EXTRAIT
'''
Meriem Belaala est la Présidente de l’association SOS femmes en détresse depuis 1998. Avant d’occuper ce poste, elle a été engagée bénévolement dans l’association pendant plusieurs années. Elle en a aussi été secrétaire générale entre 1995 et 1998. Meriem est donc bien placée pour donner une vue d’ensemble des violences envers les femmes, ainsi que témoigner des actions de solidarité et de lutte pour les droits des femmes en Algérie.
La continuité dans les luttes des femmes algériennes
L’association SOS Femmes en Détresse a été légalement fondée en 1992, mais elle a commencé ses activités bien avant cette date. À partir de la promulgation du code de la famille en 1984 des actions de solidarité ont déjà été amorcées, sachant que beaucoup de femmes se trouvaient dans la rue et sans moyens. Ceci au moment où SOS et d’autres associations se réunissaient autour de problématiques concernant les droits des femmes, agissant en toute clandestinité.
'''
BLOC DE DONNÉES
'''
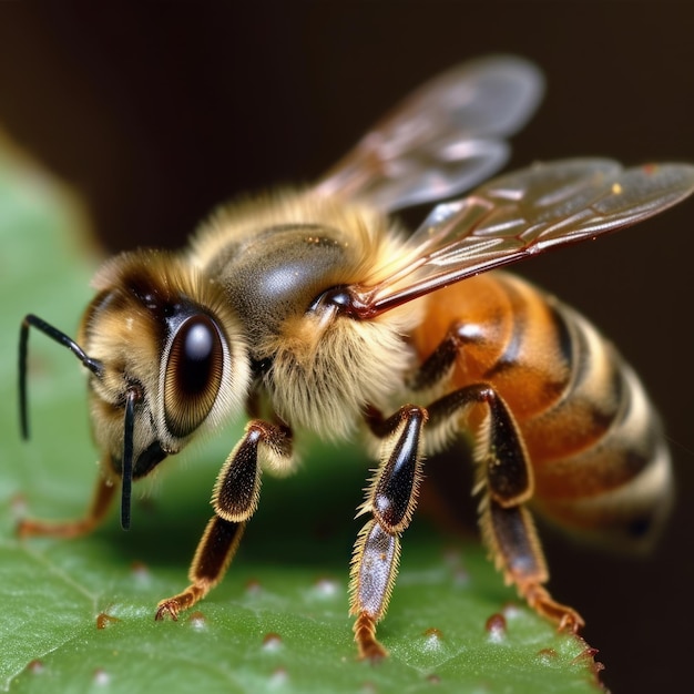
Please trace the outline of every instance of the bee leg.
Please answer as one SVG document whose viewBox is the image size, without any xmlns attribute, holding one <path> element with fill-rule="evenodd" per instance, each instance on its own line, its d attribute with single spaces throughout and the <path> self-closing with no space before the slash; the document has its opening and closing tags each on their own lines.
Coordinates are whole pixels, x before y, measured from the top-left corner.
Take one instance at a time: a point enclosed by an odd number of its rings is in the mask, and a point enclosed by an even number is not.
'''
SÉRIE DE CONSIGNES
**1.** Les affirmations suivantes concordent-elles avec l'extrait sur l'association SOS Femmes en Détresse ? (a) Meriem Belaala préside l'association depuis 1998. (b) L'association a commencé ses activités en 1992. (c) Meriem Belaala a été secrétaire générale de l'association après l'an 2000. Répondez par oui ou par non, en citant chaque fois les mots décisifs de l'extrait.
**2.** Reprenez l'extrait sur l'association SOS Femmes en Détresse et poursuivez-le à partir de sa dernière phrase.

RÉPONSES PAR CONSIGNE
**1.**
(a) Oui : « est la Présidente de l’association SOS femmes en détresse depuis 1998 ».
(b) Non : « elle a commencé ses activités bien avant cette date ».
(c) Non : « Elle en a aussi été secrétaire générale entre 1995 et 1998 ».

**2.**
A la tête d’une association qui, essentiellement, a été fondée par un groupe d’anciennes militantes de la guerre de libération nationale avec d’autres femmes de la société civile ainsi que des hommes, Meriem Belaala souligne la nécessité de voir une continuité dans la lutte des femmes en Algérie : « Il ne faut pas oublier qu’il y a eu des femmes très courageuses, et notamment les femmes algériennes dans la lutte pour l’indépendance de l’Algérie. C’est important de ne pas croire qu’on recommence à zéro, mais qu’il y a de nombreuses femmes dans l’histoire de l’Algérie qui ont mené un combat pour la liberté et la solidarité dans ce pays. Il faut les reconnaître et il faut nous inspirer d’elles ! ».
La nécessité d’agir sur le terrain
L’association SOS femmes en détresse se définit comme une association pour les droits des femmes et comme une association humanitaire. Vu le contexte social en Algérie, Meriem insiste sur l’importance des deux piliers. L’association a toujours agi surtout sur le terrain, et selon Meriem ce travail est primordial en Algérie : « parce que les besoins sont énormes. Donc, la présence sur le terrain est très importante, c’est-à-dire qu’il s’agît presque, finalement, d’une question de vie ou de mort pour les personnes qui se retrouvent démunies, dans la rue – tant de femmes, tant d’enfants ! Il y a urgence. Il faut travailler, être mobilisé-e pratiquement 24h sur 24 ».
L’association reste mobilisée également au niveau de l’appui politique, malgré les périodes politiques difficiles qu’a vécu le pays depuis la création de SOS.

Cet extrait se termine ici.